▶ _Task goal_:
Return each line of the material below that contains the string "bare", matching case exactly.

* Start Records for the task *

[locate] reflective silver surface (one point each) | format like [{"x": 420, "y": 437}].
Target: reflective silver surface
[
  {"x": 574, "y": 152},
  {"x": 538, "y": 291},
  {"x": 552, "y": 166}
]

* End Records for the task *
* Start Records for the task *

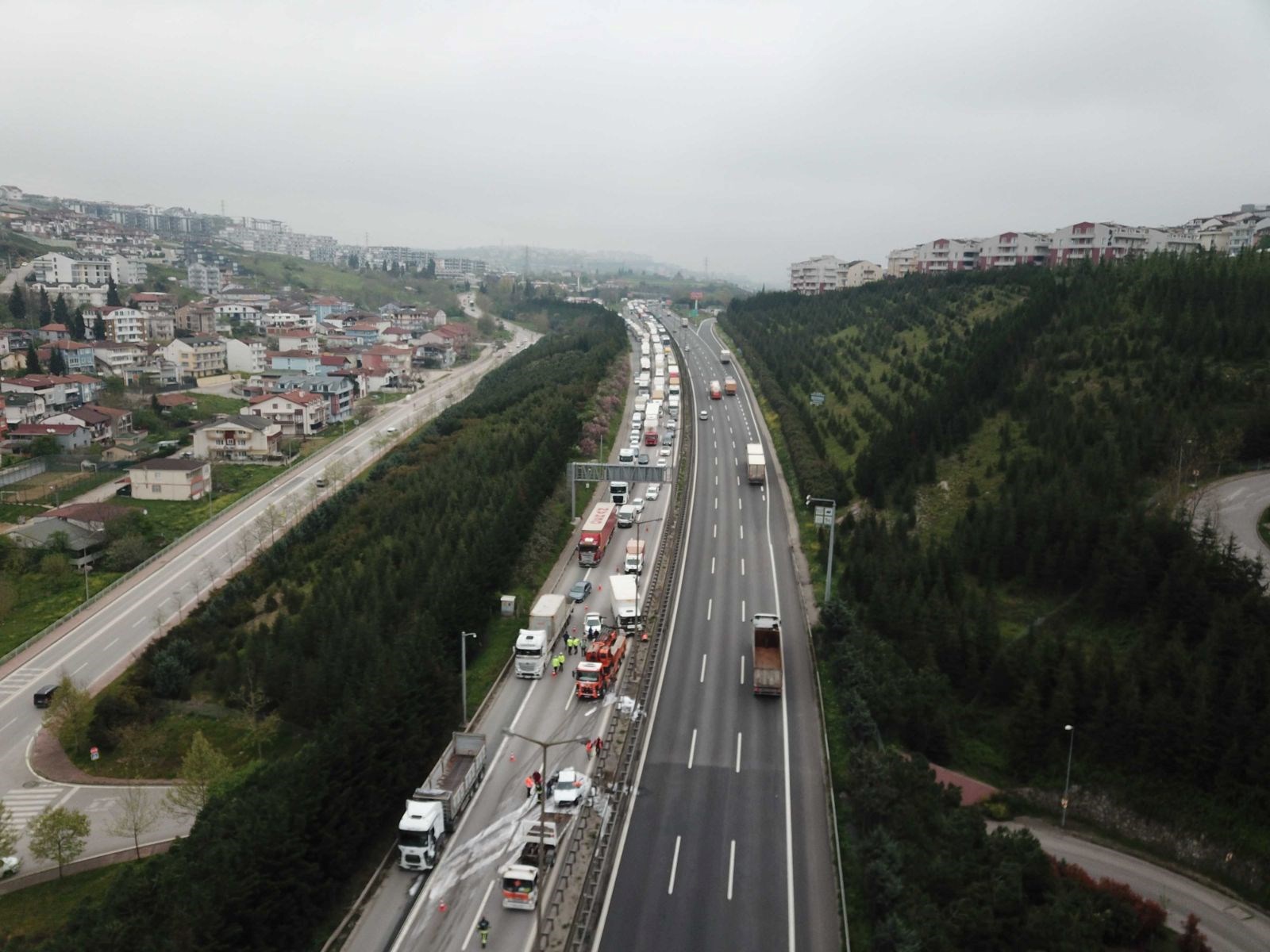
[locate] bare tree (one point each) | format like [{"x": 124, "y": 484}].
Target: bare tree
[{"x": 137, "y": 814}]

* End Records for the task *

▶ _Task answer_:
[locate] bare tree (one point each) | format like [{"x": 124, "y": 484}].
Target: bare tree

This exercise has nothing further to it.